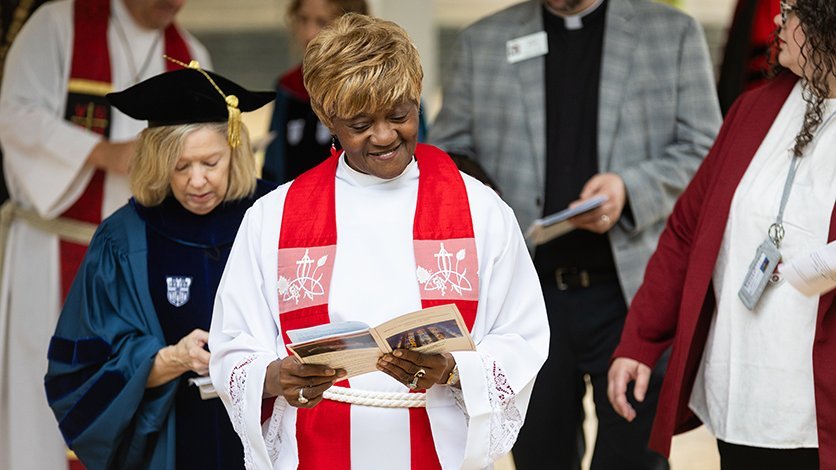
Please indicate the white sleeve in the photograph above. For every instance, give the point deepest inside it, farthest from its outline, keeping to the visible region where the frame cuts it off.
(512, 336)
(243, 340)
(44, 156)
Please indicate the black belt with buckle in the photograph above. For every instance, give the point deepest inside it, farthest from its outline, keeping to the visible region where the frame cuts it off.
(576, 278)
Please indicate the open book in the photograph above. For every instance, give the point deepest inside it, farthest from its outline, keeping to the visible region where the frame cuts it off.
(355, 347)
(552, 226)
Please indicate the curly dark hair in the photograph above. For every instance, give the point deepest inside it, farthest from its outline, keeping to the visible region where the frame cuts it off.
(817, 19)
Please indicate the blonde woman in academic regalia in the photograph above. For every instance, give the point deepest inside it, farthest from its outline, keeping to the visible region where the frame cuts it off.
(133, 329)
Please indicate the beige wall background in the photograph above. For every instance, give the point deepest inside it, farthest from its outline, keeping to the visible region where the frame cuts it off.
(425, 20)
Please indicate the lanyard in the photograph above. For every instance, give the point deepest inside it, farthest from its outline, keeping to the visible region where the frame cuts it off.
(776, 230)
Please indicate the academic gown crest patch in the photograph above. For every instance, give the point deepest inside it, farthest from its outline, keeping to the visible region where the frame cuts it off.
(178, 289)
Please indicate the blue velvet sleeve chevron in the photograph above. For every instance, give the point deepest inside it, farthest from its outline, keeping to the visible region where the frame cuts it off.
(102, 352)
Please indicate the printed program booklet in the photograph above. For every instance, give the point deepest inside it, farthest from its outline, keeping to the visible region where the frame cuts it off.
(355, 347)
(552, 226)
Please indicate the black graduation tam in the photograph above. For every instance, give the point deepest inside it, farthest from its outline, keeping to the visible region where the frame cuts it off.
(189, 95)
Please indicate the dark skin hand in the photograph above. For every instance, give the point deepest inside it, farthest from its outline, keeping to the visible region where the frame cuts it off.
(402, 365)
(287, 376)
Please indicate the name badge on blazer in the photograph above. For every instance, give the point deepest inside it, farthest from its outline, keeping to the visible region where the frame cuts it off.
(527, 47)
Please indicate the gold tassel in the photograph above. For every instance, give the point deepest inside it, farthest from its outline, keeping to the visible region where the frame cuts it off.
(234, 125)
(234, 120)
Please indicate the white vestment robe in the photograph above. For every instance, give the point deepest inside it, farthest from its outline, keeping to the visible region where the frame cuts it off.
(44, 162)
(374, 279)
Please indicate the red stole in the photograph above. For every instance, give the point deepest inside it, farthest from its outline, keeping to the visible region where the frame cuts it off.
(87, 107)
(443, 242)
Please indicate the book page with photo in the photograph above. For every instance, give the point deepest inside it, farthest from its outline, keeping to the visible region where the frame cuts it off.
(355, 347)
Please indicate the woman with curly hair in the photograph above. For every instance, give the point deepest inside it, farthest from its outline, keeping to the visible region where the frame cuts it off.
(751, 356)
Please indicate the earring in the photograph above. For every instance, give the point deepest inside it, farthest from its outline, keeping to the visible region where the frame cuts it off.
(334, 152)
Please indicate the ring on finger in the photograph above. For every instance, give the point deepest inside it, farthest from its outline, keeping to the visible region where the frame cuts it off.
(414, 383)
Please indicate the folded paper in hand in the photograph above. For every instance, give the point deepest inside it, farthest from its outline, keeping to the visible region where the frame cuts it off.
(812, 273)
(550, 227)
(355, 347)
(204, 384)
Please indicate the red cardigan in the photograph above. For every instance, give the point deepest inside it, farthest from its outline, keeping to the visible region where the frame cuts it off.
(675, 303)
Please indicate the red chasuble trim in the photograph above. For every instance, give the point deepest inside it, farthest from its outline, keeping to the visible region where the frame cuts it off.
(447, 271)
(87, 107)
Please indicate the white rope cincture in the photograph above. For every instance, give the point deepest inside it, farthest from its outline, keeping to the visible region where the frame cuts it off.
(378, 399)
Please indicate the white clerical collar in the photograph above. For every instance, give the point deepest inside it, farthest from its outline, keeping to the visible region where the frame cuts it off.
(364, 179)
(574, 22)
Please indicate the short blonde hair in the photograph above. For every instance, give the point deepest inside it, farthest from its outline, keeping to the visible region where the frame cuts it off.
(158, 150)
(360, 64)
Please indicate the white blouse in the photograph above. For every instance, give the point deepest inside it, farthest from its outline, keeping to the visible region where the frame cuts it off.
(754, 385)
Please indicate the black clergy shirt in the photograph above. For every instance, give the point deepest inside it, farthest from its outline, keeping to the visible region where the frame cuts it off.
(573, 70)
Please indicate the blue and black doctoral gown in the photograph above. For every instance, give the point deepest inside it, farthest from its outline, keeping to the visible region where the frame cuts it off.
(148, 279)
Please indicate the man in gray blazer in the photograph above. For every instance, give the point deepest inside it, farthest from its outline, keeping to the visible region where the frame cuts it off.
(560, 101)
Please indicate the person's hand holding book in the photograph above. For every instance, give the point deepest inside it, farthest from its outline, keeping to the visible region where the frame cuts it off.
(416, 370)
(302, 385)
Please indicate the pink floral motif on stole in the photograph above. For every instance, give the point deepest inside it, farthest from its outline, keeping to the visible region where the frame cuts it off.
(305, 276)
(447, 269)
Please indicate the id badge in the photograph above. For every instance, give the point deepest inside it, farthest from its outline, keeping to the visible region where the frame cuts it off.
(758, 274)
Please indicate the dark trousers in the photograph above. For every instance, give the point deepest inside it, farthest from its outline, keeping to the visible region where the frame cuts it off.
(585, 327)
(737, 457)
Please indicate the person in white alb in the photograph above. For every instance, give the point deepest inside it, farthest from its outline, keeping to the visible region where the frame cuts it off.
(66, 155)
(375, 217)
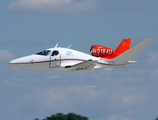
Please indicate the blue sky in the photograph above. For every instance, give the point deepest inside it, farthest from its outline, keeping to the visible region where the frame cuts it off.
(29, 26)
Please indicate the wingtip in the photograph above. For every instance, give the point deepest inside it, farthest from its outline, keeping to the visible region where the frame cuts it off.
(148, 39)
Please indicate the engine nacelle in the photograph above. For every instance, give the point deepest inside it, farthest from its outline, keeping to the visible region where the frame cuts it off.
(100, 51)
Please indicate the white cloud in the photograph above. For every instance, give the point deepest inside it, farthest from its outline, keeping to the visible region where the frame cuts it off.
(6, 56)
(53, 6)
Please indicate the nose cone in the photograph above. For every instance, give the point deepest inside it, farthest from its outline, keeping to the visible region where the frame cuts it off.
(23, 62)
(13, 62)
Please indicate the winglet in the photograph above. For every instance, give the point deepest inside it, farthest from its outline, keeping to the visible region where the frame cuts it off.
(56, 45)
(69, 46)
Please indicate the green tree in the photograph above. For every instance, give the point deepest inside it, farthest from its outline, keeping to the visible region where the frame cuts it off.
(69, 116)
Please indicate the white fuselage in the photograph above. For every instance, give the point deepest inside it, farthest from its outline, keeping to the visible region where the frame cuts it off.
(65, 57)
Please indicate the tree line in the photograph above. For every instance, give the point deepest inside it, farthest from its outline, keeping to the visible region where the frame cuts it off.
(69, 116)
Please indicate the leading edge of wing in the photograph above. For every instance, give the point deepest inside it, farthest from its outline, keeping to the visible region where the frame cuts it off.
(86, 65)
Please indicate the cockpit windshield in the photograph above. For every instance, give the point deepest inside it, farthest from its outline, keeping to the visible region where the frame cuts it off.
(44, 52)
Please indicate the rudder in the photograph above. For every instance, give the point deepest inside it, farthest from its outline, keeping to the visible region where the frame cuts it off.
(123, 46)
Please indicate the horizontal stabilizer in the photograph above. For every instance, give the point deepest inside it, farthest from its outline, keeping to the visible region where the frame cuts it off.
(130, 53)
(87, 65)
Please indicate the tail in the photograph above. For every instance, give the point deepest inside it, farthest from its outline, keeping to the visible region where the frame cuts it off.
(124, 45)
(130, 53)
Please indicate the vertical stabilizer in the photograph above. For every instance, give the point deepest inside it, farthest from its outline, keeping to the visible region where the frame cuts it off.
(124, 45)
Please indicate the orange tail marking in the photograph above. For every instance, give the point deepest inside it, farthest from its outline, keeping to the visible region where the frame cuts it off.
(124, 45)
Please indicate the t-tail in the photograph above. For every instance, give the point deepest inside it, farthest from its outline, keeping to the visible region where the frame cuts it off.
(124, 45)
(123, 53)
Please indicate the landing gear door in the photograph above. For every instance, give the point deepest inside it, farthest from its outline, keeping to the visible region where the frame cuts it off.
(55, 59)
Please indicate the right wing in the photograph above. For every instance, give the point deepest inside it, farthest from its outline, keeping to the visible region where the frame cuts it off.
(86, 65)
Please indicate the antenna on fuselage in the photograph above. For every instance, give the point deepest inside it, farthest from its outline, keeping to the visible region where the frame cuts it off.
(56, 45)
(69, 46)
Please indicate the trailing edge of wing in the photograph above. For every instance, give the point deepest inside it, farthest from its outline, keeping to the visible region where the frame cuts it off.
(87, 65)
(130, 53)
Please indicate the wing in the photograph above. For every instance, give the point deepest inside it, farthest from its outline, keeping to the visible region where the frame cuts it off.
(86, 65)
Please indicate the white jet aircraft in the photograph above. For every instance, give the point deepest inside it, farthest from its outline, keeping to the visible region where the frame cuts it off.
(65, 59)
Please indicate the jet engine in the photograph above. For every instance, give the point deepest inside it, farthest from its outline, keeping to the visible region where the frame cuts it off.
(101, 51)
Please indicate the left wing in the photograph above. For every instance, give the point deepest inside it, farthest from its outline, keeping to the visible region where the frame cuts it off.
(86, 65)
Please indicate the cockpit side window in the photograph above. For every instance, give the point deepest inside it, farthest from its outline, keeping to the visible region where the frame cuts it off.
(44, 52)
(54, 53)
(91, 49)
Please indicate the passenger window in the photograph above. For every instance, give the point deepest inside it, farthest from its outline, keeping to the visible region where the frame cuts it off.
(44, 52)
(55, 53)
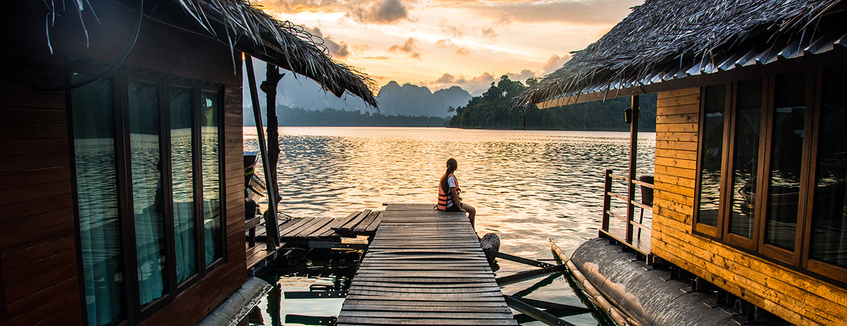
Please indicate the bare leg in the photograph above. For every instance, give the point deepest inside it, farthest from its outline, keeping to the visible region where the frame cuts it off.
(471, 212)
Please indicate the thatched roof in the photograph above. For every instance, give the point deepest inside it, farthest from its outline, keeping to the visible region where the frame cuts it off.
(281, 43)
(667, 40)
(246, 28)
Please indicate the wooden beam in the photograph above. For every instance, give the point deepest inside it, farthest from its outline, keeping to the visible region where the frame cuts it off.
(538, 314)
(530, 274)
(270, 219)
(513, 258)
(571, 310)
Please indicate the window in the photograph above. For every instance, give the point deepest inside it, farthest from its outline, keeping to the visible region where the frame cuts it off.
(147, 163)
(778, 188)
(711, 154)
(828, 231)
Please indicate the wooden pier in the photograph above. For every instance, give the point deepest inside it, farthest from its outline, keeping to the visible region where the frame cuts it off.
(424, 267)
(309, 232)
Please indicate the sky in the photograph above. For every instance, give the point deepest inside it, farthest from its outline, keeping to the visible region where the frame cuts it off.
(444, 43)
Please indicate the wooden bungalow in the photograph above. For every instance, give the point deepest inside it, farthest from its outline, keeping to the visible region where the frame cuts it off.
(751, 143)
(121, 177)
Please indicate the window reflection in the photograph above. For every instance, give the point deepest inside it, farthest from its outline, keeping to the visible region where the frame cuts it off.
(829, 220)
(710, 159)
(745, 161)
(786, 150)
(97, 199)
(147, 192)
(209, 106)
(182, 178)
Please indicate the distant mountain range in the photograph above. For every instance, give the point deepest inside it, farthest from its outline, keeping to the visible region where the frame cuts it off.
(408, 99)
(419, 101)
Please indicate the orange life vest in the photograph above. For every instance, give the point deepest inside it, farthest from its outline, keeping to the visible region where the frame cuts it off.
(444, 196)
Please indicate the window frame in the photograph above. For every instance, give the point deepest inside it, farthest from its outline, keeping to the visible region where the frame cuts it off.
(132, 310)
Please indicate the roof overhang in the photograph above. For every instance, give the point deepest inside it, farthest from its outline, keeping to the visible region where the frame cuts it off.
(825, 51)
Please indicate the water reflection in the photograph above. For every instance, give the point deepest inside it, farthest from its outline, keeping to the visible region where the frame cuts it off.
(527, 186)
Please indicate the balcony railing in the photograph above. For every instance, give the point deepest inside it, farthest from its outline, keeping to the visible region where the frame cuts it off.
(628, 235)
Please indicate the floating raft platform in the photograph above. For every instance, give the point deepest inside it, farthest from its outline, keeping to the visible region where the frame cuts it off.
(424, 267)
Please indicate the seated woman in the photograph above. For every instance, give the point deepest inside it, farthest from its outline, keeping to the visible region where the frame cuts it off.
(448, 193)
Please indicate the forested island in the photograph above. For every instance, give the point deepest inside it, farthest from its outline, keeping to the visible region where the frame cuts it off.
(298, 117)
(491, 111)
(487, 111)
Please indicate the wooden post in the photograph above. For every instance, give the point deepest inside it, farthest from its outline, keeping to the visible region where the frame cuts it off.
(633, 155)
(269, 86)
(271, 225)
(607, 201)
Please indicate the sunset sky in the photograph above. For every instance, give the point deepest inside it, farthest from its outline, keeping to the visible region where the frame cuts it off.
(439, 44)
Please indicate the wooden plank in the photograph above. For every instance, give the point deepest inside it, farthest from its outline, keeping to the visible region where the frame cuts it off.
(375, 224)
(349, 225)
(423, 267)
(362, 226)
(313, 227)
(327, 230)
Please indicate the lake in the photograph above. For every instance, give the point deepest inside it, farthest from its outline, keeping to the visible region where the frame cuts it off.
(527, 186)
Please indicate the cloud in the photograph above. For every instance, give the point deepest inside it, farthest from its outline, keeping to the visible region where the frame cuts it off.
(554, 62)
(338, 50)
(521, 76)
(448, 44)
(489, 33)
(454, 30)
(380, 12)
(409, 47)
(445, 79)
(602, 12)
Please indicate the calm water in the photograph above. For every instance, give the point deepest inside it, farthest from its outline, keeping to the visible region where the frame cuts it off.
(527, 186)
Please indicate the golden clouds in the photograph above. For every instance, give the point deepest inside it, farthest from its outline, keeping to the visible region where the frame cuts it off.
(409, 47)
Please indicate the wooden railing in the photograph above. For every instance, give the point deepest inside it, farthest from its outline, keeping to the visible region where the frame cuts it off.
(645, 203)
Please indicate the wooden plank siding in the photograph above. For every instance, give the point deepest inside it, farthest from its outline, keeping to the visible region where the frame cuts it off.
(796, 297)
(38, 254)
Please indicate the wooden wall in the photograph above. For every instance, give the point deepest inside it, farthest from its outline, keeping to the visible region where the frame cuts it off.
(796, 297)
(38, 254)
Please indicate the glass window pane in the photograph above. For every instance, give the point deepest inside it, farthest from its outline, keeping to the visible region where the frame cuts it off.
(147, 192)
(210, 106)
(183, 182)
(97, 194)
(710, 158)
(745, 158)
(789, 117)
(829, 219)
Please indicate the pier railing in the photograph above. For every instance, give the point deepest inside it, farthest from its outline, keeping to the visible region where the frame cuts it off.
(629, 235)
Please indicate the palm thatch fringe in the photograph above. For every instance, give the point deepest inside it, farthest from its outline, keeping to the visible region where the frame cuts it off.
(669, 39)
(281, 43)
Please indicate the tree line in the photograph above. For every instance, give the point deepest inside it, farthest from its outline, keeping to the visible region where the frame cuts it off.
(491, 111)
(299, 117)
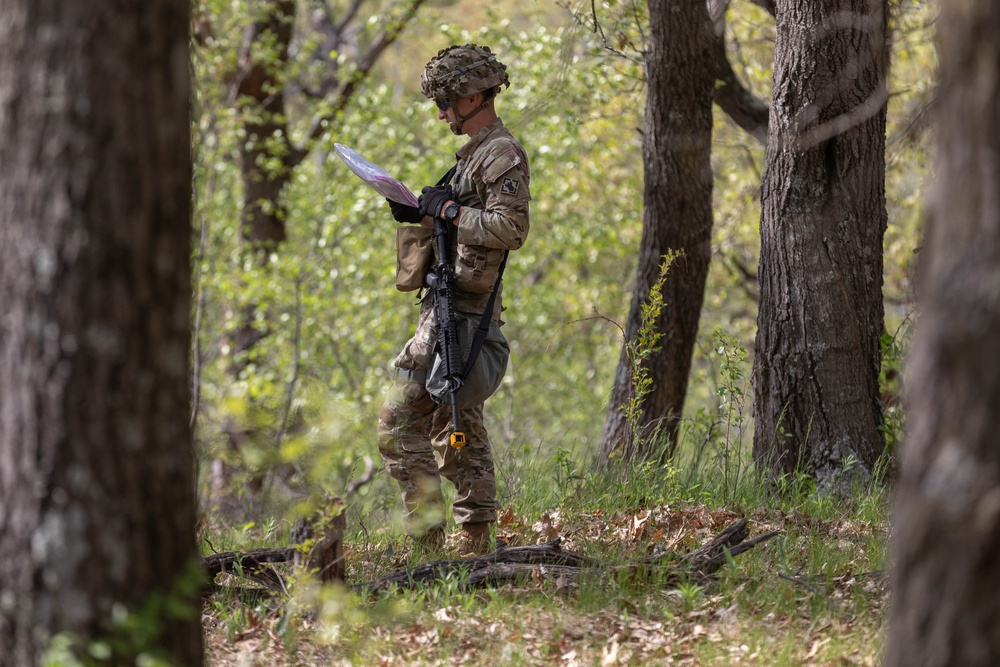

● EXERCISE AIM
Find the line containing "Please indicate the wooden railing" in the records above and restate it, and each line after it through the end, word for word, dropping the pictures.

● OUTPUT OF THE TASK
Please indicate the wooden railing in the photograph above. For every instance, give the point deepest inside it, farthest from its outline, keeping to the visible region where the frame cuts it off.
(645, 203)
Please indicate the wooden plank siding in the photograph above. For every instance, give the point deepest inside it, farthest from its outline, keeping to the visible region where the frame cuts it off.
(796, 297)
(38, 254)
Please indicate the wooden wall in the photograph above. For every instance, give the point deepest inside it, farthest from its outline, keeping to the visible region where the frame cuts it off.
(796, 297)
(38, 254)
Please indicate the glass window pane in the photograph above. For every instance, give the point deepest inside it, farthest from its outline, keeping to the visible region where the frame cuts it off.
(147, 192)
(210, 106)
(183, 182)
(97, 194)
(710, 158)
(745, 158)
(789, 117)
(829, 219)
Please indicate the pier railing in the photograph above. For every instance, give the point deepest inside it, farthest from its outline, keeping to the visible region where the frame cuts it off.
(629, 235)
Please indicate the palm thatch fringe in the photograph above. For every instance, give the point deepest inside it, farthest from its outline, keeping to the visible region where the frame cuts it off.
(669, 39)
(281, 43)
Please indicate the tree line in the photograph above. For every instance, give the point deepest inside it, farthest from its outline, keeping to the visible region where the frame cuts it off.
(491, 111)
(299, 117)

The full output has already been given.